Carry on the article about the flaw in cricket batting averages, picking up after its final paragraph.

Text section:
+ + +

The magazine of the Institute & Faculty of Actuaries
.

# The flaw in batting averages

o, can you tell the true batting averages of all the great and not-so-great one-day players? They’re all published and publicised, quoted, and misquoted. But does the batting average as we know it truly reflect a measure of central tendency? We don’t think so.

So, what’s wrong?
What’s wrong with the current method of calculating averages is the treatment of ‘not-outs’. The current definition of batting averages takes the total numbers of runs scored by players and divides it by the number of innings played. However, the denominator excludes the number of innings in which the batsman was not out. The logic for ignoring the not-out innings is that it is not possible to estimate the number of runs a batsman would have made had the game continued. However, this really bumps up the career batting average for late-order batsmen like Michael Bevan.
All those versed with the concept of exposed-to-risk will know there’s something wrong here. For example, if a batsman scores 300 runs in four innings of a series and is not out in each of them, his average will be infinite. In the fifth innings if he gets out for a duck, his average for the series would be a majestic 300!
Clearly, batsmen who do not have a substantial number of not-outs in their careers would not be affected much, but those late-order batsmen who stay around until the end of the innings would benefit unduly under the current method of calculating batting average.

+ + +

Dataset records

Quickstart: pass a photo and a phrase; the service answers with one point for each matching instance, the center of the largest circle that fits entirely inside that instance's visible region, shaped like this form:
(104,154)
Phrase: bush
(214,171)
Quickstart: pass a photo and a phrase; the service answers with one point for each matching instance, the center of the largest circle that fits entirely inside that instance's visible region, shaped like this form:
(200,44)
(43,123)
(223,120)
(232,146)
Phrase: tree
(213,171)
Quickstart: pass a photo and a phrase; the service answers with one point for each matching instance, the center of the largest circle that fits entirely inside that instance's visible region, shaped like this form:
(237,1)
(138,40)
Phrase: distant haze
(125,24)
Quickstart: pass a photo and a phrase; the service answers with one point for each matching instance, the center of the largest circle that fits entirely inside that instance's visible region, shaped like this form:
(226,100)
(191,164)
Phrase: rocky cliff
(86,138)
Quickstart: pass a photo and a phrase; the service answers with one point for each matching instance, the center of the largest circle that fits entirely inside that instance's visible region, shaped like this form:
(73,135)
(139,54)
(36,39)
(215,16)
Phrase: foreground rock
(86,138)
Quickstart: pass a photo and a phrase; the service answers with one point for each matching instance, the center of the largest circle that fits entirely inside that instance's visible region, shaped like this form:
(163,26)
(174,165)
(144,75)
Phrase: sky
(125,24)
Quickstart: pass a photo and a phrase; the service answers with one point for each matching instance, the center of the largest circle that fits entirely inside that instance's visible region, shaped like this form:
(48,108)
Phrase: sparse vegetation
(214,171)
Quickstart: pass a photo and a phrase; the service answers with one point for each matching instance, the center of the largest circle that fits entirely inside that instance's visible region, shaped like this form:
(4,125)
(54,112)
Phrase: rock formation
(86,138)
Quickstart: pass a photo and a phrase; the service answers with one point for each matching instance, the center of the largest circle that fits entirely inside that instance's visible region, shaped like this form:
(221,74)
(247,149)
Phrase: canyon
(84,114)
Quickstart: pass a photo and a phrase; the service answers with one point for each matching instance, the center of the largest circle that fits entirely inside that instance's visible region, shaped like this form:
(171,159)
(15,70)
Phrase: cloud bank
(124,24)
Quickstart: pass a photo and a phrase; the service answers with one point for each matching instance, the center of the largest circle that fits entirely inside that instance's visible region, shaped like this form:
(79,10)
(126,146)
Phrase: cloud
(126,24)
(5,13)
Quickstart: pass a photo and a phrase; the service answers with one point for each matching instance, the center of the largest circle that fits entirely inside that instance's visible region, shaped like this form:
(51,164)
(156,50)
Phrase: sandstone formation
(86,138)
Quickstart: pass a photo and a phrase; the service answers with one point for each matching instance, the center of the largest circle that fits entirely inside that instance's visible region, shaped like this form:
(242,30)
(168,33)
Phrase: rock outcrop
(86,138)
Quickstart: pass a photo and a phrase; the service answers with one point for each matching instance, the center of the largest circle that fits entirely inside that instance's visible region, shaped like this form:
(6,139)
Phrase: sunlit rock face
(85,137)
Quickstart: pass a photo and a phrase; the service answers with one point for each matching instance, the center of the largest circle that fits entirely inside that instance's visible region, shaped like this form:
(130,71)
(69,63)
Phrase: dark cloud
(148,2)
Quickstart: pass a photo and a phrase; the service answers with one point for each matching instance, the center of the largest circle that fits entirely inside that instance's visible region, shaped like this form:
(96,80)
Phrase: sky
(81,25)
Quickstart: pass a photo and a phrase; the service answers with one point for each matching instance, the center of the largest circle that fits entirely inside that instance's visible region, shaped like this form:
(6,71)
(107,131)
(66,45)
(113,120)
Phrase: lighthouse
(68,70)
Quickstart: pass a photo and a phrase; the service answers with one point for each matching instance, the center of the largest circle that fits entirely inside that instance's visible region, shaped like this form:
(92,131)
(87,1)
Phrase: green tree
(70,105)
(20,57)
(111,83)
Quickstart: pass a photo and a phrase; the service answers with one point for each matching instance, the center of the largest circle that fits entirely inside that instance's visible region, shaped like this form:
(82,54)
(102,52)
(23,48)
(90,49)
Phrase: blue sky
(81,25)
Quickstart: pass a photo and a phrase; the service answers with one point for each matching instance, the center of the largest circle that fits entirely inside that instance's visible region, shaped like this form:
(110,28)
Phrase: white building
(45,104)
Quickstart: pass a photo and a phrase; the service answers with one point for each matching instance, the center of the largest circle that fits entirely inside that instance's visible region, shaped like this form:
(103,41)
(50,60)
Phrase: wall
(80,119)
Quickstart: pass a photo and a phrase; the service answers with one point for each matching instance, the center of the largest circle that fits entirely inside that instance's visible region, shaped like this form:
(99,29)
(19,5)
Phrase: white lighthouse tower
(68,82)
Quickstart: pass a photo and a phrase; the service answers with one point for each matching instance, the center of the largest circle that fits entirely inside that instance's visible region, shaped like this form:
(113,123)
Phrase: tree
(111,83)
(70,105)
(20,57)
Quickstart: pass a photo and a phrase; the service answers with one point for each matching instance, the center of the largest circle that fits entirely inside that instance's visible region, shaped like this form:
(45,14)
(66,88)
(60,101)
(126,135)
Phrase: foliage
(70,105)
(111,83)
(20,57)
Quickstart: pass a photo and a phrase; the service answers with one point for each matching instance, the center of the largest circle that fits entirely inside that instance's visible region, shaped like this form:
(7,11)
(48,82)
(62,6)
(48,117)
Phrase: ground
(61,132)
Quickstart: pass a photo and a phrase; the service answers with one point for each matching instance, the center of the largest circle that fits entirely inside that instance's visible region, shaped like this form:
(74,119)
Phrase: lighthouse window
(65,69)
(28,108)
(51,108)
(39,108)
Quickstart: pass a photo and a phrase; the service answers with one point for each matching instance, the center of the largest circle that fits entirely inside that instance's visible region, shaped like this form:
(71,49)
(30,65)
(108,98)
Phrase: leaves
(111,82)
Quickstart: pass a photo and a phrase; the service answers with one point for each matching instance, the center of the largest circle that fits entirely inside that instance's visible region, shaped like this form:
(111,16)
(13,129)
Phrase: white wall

+ + +

Response for this exercise:
An alternative measure
An alternative to the current method is to account for, using some proxy, the innings in which the batsman was not out. One proxy can be the career average number of minutes spent by a batsman in the middle. The problem with this proxy is that a batsman could have spent a lot of minutes in the middle, but on the non-striker’s end.
Another and a better proxy (we assert) is the career average number of balls faced per innings. This essentially uses the principle of exposed-to-risk for calculating the denominator in the average. Each inning of a player can be viewed as contributing to the ‘exposure’ and the fact that a batsman ends up being not out at the end of the innings does not indicate that the exposure was zero, since the player has had the opportunity to score runs in that innings.
We propose the following formula to calculate the following exposure:
IF Batsman = Out
THEN 1
ELSEIF Batsman = Not Out
AND NOB THEN NOB/AvgNOB
ELSE 1
ENDIF
where,
NOB = Number of balls faced in a particular innings
AvgNOB = Career average number of balls faced per innings

Therefore, for an innings in which the batsman is not out we can define the exposure as the actual number of balls faced in the innings over the average number of balls faced by the batsman in his career. This exposure is capped at one, so if the batsman is not out but has faced more than the average number of balls then he has played a ‘full’ innings for the purpose of calculating the batting average.

Does this really matter?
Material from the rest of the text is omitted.